**SELECTED PASSAGE**
=== Begin Enclosure ===

While single-step affinity purification methods have proven effective for capturing low abundant and weak protein interactions, tandem affinity purifications (TAP) were initially introduced to preserve stable interactions and reduce non-specific associations.48 The original TAP method is based on a double TAP tag composed of a Calmodulin binding peptide (CBP) and an IgG-binding unit of Protein A from Staphylococcus aureus (PrA), allowing for a two-step affinity protein purification strategy. Although first applied in yeast, this TAP strategy has been further developed and optimized for isolations in other biological systems, including mammalian14, 49, 50, plants51, 52, viruses53, 54, and bacteria55. In recent years, multiple variations of the TAP tags have been designed for proteomic studies, as reviewed in56-58. Tags used for tandem affinity purification ranged from GFP41 and PrA to smaller tags, such as FLAG. An interesting modification was developed by Gloeckner et al. 59 based on a Strep/FLAG (SF)-TAP tag to reduce the tag size and interference with protein folding. This method has recently undergone further variations through a triple-tag approach that combines StrepII, FLAG, and yellow fluorescent protein (YFP) for parallel affinity capture (iPAC) and screening of protein interactions, localization, and expression.60 In addition, an interesting spin to the TAP methodology, with a concept similar to Förster resonance energy transfer (FRET), has been developed by Maine et al. introducing the bimolecular affinity purification system (BAP).61 This approach incorporates two affinity tags, but unlike traditional TAP procedures, each tag is fused to a different protein from a common multi-subunit complex. Thus, the method is applicable to targeted studies of a distinct molecular complex when two (or more) of its components are already known.

=== End Enclosure ===

**SUPPLIED RECORDS**
=== Begin Enclosure ===

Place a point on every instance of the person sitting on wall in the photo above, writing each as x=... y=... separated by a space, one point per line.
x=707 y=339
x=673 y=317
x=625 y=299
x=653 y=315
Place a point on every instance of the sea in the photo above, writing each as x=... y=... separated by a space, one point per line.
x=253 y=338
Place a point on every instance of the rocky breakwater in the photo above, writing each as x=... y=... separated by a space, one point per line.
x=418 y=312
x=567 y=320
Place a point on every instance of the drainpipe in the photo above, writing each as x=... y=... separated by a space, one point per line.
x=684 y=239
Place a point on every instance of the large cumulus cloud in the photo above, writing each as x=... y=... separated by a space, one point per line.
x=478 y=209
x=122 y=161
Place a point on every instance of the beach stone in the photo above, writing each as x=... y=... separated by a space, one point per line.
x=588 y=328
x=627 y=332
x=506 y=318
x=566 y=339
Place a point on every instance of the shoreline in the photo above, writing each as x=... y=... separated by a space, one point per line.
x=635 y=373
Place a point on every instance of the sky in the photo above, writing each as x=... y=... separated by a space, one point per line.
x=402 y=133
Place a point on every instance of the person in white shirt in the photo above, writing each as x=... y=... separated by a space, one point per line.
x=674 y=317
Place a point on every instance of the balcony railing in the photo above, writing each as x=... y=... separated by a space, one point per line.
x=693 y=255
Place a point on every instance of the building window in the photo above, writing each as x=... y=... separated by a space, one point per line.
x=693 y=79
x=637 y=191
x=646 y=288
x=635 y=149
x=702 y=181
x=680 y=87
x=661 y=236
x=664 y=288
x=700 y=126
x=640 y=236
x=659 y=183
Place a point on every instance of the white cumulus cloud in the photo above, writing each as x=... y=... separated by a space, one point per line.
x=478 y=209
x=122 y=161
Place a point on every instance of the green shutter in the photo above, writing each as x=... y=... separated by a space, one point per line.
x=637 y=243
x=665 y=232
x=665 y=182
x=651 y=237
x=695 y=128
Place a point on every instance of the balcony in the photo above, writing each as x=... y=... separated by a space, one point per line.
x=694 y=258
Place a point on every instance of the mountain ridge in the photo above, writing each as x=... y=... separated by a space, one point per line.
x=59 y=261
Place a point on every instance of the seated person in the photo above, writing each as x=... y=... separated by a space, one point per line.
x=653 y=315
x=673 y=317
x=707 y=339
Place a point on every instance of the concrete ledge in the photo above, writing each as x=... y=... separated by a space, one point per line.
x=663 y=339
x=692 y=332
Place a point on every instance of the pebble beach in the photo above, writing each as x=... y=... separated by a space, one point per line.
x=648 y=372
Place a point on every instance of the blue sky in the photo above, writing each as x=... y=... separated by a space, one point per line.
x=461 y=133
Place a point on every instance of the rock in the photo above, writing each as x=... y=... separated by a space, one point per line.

=== End Enclosure ===

**GOAL OF THE EXERCISE**
In the passage on tandem affinity purification, what two components made up the original double TAP tag?

**SOLUTION TO THIS PROBLEM**
A Calmodulin binding peptide (CBP) and an IgG-binding unit of Protein A from Staphylococcus aureus (PrA).